Consignes >>
[a] D'après l'extrait sur l'éducation de l'enfant, que faut-il déposer en bas des escaliers avant que l'enfant monte dormir, et dans quel but ?
[b] Poursuivez l'extrait sur l'éducation de l'enfant après sa dernière phrase.

Extrait >>
○ ○ ○ ○ ○ ○ ○
Etre soi-même, par ses comportements, l’incarnation de ces valeurs peut encourager l’enfant à s’identifier à ceux-ci pour retrouver son humanité et renoncer aux addictions qui anesthésient les émotions pénibles, le sentiment de solitude et ne permettent pas le développement de l'assertivité.


5. Mettre des limites à l’enfant :

Lui mettre des limites fermes, sans agressivité, dire non sans culpabiliser, avec bienveillance va aider l’enfant à abandonner la toute-puissance narcissique que lui inculque le parent pervers narcissique. Cela implique de faire des demandes claires et précises, positives, proportionnelles à l’âge de l’enfant, de proposer des alternatives en cas de refus. Il est important d’expliquer ses comportements, les règles pour encourager au dialogue, à l’empathie, à la prise en compte et à la compréhension du point de vue de l’autre.

 Lui apprendre qu’il y a des choses non négociables et d’autres bien permet à l'enfant de se sentir en sécurité et d'être en relation. Par exemple, déposer un panier en bas des escaliers, avant de monter dormir, pour que l'enfant y laisse son gsm, est un moyen simple d'éviter le recours au gsm comme addiction.

Cette mise de limites rassure l'enfant et peut lui éviter aussi le recours aux addictions associé à l'insécurité.

6.Dialoguer :

Le dialogue peut lui donner une chance de rester respectueux, vrai, authentique, dans un « vrai self » avec lui. Dialoguer sur le respect des règles et de la loi, juste et stable, équitable est nécessaire pour que l’enfant comprenne, accepte l’autorité et puisse intégrer les règles comme bonnes pour lui : sécurité intérieure ou extérieure, sérénité, repères, permettant de s’épanouir, d’apprendre, de vivre avec les autres.

Avec l’adolescent, il est particulièrement important de cultiver la négociation et la reconnaissance de son point de vue et de ses émotions, car il a particulièrement besoin de s’opposer pour devenir lui-même, adulte et autonome. Cela passe par des conflits constructifs où le parent exerce son autorité fermement, sans être autoritaire.Dans un conflit constructif chacun peut exprimer ses émotions, ses besoins, être écouté et respecté dans sa différence. La recherche commune de solutions OK-OK pour les deux parties permet d’éviter le passage à la violence (hausser le ton, crier, menace de représailles, d’abandon, chantage, dénigrement, culpabilisation, changement de sujet pour noyer le poisson). Il s’agit que chacun puisse se sentir reconnu et satisfait dans la recherche commune des solutions.

Le dialogue réduit l'état de stress, le sentiment de solitude, ce qui peut éviter le recours aux addictions.

7. Etre à l’écoute de ses propres émotions et accepter la colère saine :

Cependant, cela peut être difficile quand l’enfant ou l’adolescent présente le syndrome de Stockholm et adopte certains comportements violents du parent pervers narcissique. 

L’écoute, le respect, rester calme et bienveillant, mais ferme et constant dans l’application des règles est d’autant plus important dans ce cas.
○ ○ ○ ○ ○ ○ ○
Données >>
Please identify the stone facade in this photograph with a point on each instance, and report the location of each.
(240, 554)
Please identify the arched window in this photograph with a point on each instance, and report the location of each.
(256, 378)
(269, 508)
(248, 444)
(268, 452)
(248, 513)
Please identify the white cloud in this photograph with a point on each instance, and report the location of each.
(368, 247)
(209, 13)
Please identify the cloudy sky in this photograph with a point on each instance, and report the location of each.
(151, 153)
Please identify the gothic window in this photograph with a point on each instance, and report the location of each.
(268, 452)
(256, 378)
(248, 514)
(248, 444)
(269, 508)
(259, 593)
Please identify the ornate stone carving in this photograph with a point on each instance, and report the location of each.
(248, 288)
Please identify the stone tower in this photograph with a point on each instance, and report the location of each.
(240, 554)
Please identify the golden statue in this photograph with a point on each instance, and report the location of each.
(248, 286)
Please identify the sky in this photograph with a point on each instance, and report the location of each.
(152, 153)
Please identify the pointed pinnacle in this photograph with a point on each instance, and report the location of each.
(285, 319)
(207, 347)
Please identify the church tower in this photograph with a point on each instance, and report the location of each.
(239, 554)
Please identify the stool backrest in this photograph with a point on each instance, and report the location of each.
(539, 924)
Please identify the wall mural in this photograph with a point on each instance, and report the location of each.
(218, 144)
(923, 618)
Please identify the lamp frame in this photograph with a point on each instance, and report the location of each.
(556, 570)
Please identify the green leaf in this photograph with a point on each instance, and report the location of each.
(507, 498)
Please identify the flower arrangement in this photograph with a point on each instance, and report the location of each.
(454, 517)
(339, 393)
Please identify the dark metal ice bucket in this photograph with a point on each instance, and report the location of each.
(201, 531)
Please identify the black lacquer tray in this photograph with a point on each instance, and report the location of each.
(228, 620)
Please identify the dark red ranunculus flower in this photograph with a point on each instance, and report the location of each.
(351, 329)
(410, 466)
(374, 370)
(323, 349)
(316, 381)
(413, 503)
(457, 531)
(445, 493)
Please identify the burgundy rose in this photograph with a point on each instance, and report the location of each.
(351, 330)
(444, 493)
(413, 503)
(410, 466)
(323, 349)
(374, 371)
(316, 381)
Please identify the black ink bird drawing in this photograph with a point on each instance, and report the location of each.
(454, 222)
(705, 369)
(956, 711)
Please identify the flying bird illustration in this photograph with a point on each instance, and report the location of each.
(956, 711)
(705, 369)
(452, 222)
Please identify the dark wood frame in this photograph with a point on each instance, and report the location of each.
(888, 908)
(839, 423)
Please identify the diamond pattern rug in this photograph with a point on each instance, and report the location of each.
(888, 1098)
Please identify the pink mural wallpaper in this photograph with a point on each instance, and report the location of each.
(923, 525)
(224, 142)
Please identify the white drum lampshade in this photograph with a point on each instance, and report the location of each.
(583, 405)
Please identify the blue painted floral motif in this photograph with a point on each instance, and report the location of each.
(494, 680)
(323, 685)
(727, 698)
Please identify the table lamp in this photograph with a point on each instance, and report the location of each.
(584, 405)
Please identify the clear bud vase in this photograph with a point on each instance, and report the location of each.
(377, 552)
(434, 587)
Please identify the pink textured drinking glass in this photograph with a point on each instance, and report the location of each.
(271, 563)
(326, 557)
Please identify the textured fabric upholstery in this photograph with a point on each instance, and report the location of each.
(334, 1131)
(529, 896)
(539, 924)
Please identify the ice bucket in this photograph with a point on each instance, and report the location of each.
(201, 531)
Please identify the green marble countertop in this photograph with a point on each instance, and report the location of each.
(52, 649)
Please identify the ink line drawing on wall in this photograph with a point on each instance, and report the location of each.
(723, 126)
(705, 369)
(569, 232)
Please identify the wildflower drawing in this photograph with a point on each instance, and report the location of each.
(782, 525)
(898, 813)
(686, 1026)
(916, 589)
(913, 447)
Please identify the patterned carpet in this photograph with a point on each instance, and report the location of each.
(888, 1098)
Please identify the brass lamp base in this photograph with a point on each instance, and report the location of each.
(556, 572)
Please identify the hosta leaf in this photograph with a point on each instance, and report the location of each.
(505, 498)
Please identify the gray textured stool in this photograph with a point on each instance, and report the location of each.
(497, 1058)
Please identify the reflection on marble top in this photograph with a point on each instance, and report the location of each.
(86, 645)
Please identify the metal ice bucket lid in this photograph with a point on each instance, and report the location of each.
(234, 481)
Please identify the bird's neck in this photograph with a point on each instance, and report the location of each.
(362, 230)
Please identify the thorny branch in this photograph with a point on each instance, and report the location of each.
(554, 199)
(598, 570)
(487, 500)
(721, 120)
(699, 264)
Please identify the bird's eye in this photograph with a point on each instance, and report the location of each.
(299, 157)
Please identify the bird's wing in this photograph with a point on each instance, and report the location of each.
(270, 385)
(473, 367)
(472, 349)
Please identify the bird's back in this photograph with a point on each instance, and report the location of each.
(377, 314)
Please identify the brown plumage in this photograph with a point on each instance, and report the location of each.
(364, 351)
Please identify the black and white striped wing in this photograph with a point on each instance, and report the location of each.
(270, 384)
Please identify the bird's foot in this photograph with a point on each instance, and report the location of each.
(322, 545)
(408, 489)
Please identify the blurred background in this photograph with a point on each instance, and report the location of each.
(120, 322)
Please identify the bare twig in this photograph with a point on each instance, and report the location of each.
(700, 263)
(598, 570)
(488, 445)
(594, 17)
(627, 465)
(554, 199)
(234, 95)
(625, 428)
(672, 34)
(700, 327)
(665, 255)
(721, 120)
○ ○ ○ ○ ○ ○ ○
Réponses attendues >>
[a] Un panier où l'enfant laisse son gsm, pour éviter qu'il y recoure comme à une addiction.

[b]
Oser exprimer ses émotions si on est épuisé, ou irrité, sortir de la pièce en expliquant pourquoi est préférable à une absence émotionnelle, à de la répression ou à une explosion de rage. Il est important pour y arrive de s’ancrer dans son corps, dire « Je suis fâché, triste », et non accuser, crier, hurler, reprocher, …etc.La peur de sa propre colère est fréquente chez la victime, parent ou enfant, car le déni des émotions par le parent pervers narcissique a provoqué une accumulation de colères non dites, risquant d’exploser à un moment donné en rage destructrice, visant à blesser, humilier, créer de la distance et non du rapprochement, une meilleure compréhension. Libérer cette colère disproportionnée dans un cadre sécurisé (psychothérapie incluant des techniques psycho-corporelles comme l’Eft, la psychomotricité relationnelle, la « somatic experiencing », l’hypnose éricksonienne, la sophrologie, l’haptonomie, l'EMDR,…etc) aide à retrouver un dialogue constructif.

L'expression d'une colère saine ou la libération des émotions en général réduit le recours aux addictions comme anesthésiant émotionnel.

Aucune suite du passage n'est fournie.